Exercise requirements> Please reproduce the entries exactly, skipping each picture.

Data for this exercise>
============================================================

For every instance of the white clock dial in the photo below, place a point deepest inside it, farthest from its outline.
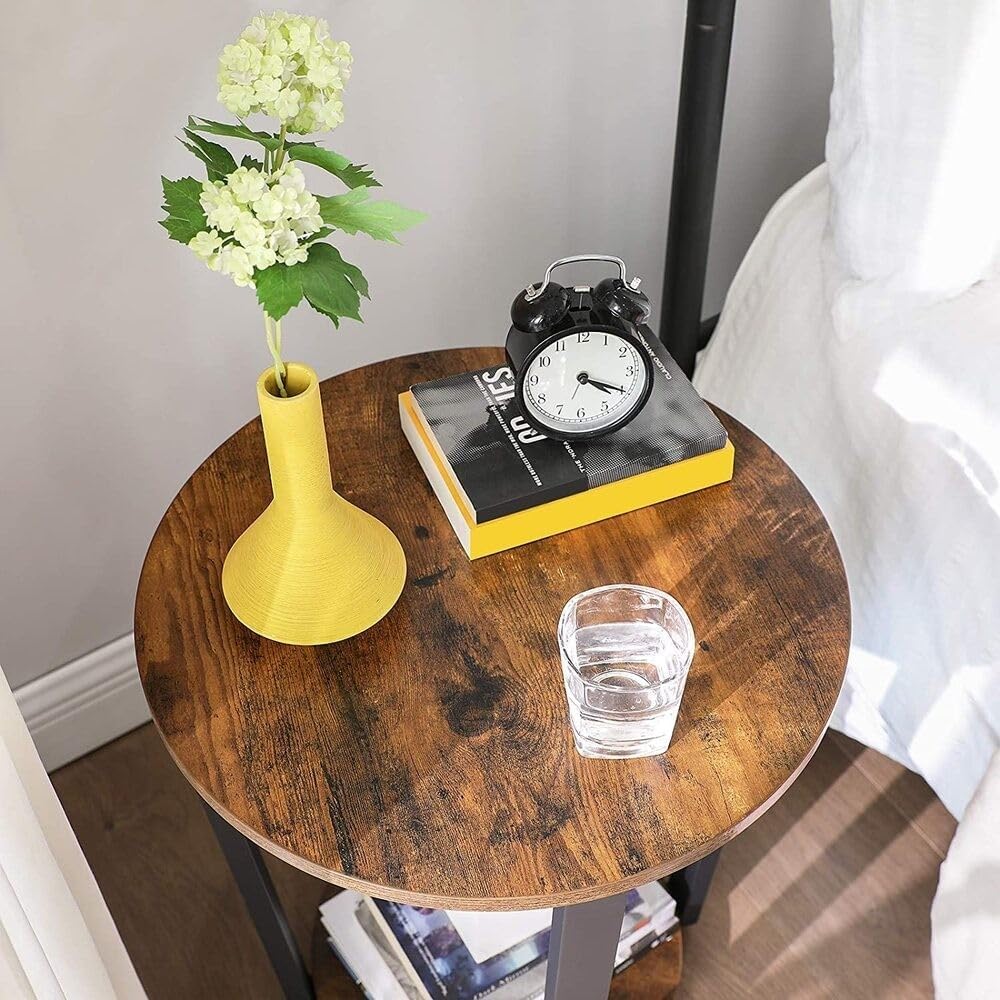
(585, 382)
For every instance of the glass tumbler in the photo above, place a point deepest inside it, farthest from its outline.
(626, 651)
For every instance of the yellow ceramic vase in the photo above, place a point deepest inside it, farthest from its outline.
(312, 568)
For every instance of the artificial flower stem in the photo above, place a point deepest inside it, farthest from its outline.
(279, 365)
(279, 155)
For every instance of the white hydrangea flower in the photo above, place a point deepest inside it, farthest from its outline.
(257, 220)
(286, 66)
(247, 184)
(206, 244)
(235, 262)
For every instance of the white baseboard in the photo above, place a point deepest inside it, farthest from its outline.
(86, 703)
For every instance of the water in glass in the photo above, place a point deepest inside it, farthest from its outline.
(624, 678)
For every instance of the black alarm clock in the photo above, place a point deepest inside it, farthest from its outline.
(581, 369)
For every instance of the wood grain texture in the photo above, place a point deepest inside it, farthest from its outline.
(655, 976)
(428, 760)
(828, 895)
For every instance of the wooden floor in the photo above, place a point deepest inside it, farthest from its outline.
(827, 895)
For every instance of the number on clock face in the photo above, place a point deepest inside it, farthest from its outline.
(585, 382)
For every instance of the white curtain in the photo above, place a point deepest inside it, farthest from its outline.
(57, 938)
(861, 339)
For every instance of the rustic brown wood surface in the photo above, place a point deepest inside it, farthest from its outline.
(429, 759)
(827, 895)
(654, 976)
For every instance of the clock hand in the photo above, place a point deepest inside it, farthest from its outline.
(605, 386)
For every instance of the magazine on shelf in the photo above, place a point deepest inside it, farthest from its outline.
(398, 952)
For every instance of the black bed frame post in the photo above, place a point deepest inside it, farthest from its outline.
(708, 35)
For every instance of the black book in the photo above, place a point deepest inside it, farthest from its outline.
(502, 466)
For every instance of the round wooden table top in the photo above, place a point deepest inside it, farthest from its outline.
(429, 760)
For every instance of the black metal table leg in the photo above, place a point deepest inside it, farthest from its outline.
(689, 887)
(582, 949)
(264, 907)
(708, 37)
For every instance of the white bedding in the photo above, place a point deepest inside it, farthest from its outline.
(894, 426)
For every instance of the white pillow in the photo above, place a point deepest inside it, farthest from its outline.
(913, 149)
(965, 917)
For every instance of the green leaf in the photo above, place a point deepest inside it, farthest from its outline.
(279, 288)
(319, 235)
(381, 220)
(217, 159)
(329, 283)
(354, 175)
(185, 216)
(233, 131)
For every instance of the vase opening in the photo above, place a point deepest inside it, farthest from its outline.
(298, 378)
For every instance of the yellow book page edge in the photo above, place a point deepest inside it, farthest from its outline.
(579, 509)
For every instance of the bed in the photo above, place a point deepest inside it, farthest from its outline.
(893, 426)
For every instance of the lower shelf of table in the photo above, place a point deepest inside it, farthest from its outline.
(654, 977)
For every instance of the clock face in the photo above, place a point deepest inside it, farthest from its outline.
(585, 383)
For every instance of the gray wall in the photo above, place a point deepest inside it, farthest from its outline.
(125, 361)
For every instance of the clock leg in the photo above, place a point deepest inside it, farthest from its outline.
(582, 949)
(264, 907)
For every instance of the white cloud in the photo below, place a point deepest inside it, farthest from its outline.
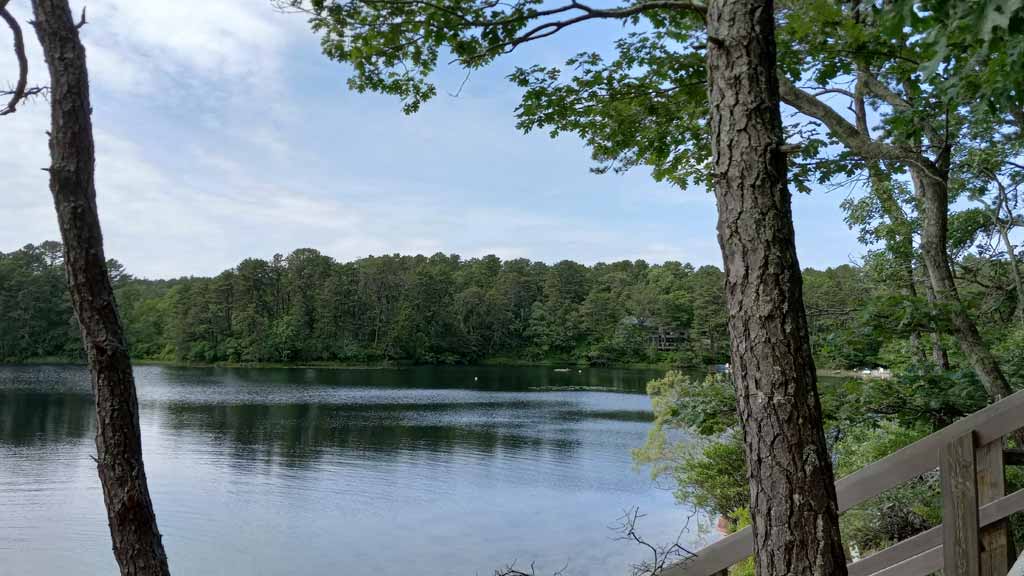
(145, 45)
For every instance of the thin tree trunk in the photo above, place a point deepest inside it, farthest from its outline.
(137, 545)
(939, 356)
(1003, 202)
(934, 198)
(793, 495)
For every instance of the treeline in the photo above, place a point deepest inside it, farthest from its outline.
(308, 307)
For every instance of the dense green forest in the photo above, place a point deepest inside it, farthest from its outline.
(308, 307)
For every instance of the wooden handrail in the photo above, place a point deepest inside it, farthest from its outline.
(906, 549)
(988, 424)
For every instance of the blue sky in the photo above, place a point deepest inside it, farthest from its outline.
(222, 133)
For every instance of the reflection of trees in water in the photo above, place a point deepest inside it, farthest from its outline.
(497, 378)
(300, 434)
(29, 418)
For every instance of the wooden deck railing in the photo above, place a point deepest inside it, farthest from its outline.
(973, 540)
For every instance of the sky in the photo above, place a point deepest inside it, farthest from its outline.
(223, 133)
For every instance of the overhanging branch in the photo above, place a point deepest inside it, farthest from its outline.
(19, 91)
(857, 141)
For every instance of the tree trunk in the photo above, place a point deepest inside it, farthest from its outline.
(939, 356)
(934, 198)
(137, 546)
(793, 495)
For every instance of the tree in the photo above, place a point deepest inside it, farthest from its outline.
(137, 545)
(884, 54)
(394, 45)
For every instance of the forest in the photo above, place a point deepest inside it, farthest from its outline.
(911, 108)
(307, 307)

============================================================

Task result>
For every instance of the white clock dial in the photo below, place a point deepest inside it, farthest from its outline.
(585, 382)
For every instance of the glass tumbler in the photo above, place a point deepest inside it, farthest from its outline.
(626, 651)
For every instance of the yellow ceramic vase in the photo above, place a point deepest inside it, farthest from its outline.
(312, 568)
For every instance of the artificial flower stem in the photo above, place a point deepest inside it, farthest from its outline.
(279, 365)
(279, 155)
For every instance of the white hydrangea flower in the photo above, place a point deepest inside it, farthest from its outline.
(257, 220)
(286, 66)
(247, 184)
(206, 244)
(235, 262)
For every instance of the white baseboard in the photo above, place a point deepest inside it, farthest from its outline.
(86, 703)
For every instance of the water in glass in the photo above, place a point deepest inside it, farthest from its outline.
(624, 678)
For every instance of the black alarm clock in the photo above, place a point deepest inside it, farthest from its outline.
(581, 369)
For every instance of the wood grain texture in the photo above, place a point deepest inside it, farthest from its outline.
(655, 976)
(428, 760)
(828, 895)
For every instance of the wooden floor in the photo above, place a point deepest inside it, farthest from its outline.
(827, 895)
For every instance of the number on clock face in the photo above, place a point deepest inside it, farthest from its outline.
(585, 382)
For every instance of the white curtain in the photo above, place a point deepest inside it, farthest from its outline.
(57, 938)
(861, 339)
For every instance of the rustic brown wood surface in the photo above, place a point deepest inside it, farthest from its outline.
(429, 759)
(827, 895)
(654, 976)
For every instance of the clock hand in the photo above, place a point deepest inside it, farthest from its outline.
(605, 386)
For every instance of the magazine on shelf in the photo above, place a point deepest inside it, farthest from its outline.
(398, 952)
For every instance of the black bed frame post in the photo above, place a point deepest inside it, farthest from its outline.
(708, 35)
For every instance of the black book in the photo above, place a point deepest inside it, farthest from its outline.
(502, 466)
For every instance of the round wooden table top in the photo above, place a point deepest inside it, farthest from its outline.
(429, 760)
For every instance of the black metal table leg in the photo above, place a point deepest inside it, farthest from its outline.
(689, 887)
(582, 949)
(264, 907)
(708, 37)
For every instance of the white bedding in the photo above, place a point deepest inside it, farthest from its outline.
(894, 426)
For every instance of the white pillow in the photo above, place a point deepest inside it, farthest from its outline.
(913, 149)
(965, 917)
For every instance of the green leaf in the photo above, place a point deepest inside it, farthest from its outline.
(279, 288)
(319, 235)
(381, 220)
(217, 159)
(329, 283)
(354, 175)
(185, 216)
(233, 131)
For every instance of the vase opening in the photo above, place a point deepest inside it, farthest from its outline.
(298, 378)
For every instance of the yellow book page edge in the photo above, place a point deepest inside it, farthest from its outline.
(579, 509)
For every instance of the bed in the photo above, place a point deepest inside it, farthest from its outline.
(893, 426)
For every instance of the lower shelf of table in the photo above, place a point deepest inside it, farthest from its outline.
(654, 977)
For every instance of the clock face in the photo above, place a point deepest inside it, farthest from its outline.
(585, 383)
For every instance of the gray wall in the photo above, place a point deepest inside it, farthest from its outline.
(125, 361)
For every instance of the clock leg in the photo above, place a point deepest inside it, farthest from its outline.
(582, 949)
(264, 907)
For every instance of the white cloud in the photo below, place a point deepest inside it, farthest from its outline.
(145, 45)
For every instance of the thin tree trunk in the photo above, place a point deepest inside it, farthest from its outline.
(137, 545)
(939, 356)
(1003, 202)
(934, 198)
(793, 495)
For every instance of the treeline in the photo above, place a point deepest inside it, farthest from its outline.
(308, 307)
For every instance of the dense green forest in the photo above, place a point deepest inside it, farthest from its outline.
(308, 307)
For every instance of the wooden handrail in the photo above, place a point deepest inside it, farthest from its outline.
(906, 549)
(988, 424)
For every instance of the blue sky in the photo above, place a point deepest inside it, farthest from its outline.
(222, 133)
For every instance of the reflection of trees in water in the photo above, place a point deepest inside it, farthest from its outline.
(497, 378)
(300, 434)
(29, 418)
For every instance of the wooden deck railing in the photo above, place a point deepest inside it, farthest from its outline.
(973, 540)
For every instance of the sky in the photo above, place a point deepest inside it, farthest from its outline.
(223, 133)
For every instance of the overhanging branch in the photo above, place a point deepest inside it, farthest from its outline.
(19, 91)
(857, 141)
For every instance of the tree trunk in the photo above, place a point deepest inside it, farthest from its outline.
(939, 356)
(934, 198)
(137, 546)
(793, 495)
For every instance of the tree in the photo above, place a point deepest inside it, farthest from its outline.
(137, 545)
(884, 54)
(394, 45)
For every instance of the forest in the photo above, place a point deepest inside it, farthest from its outline.
(911, 108)
(307, 307)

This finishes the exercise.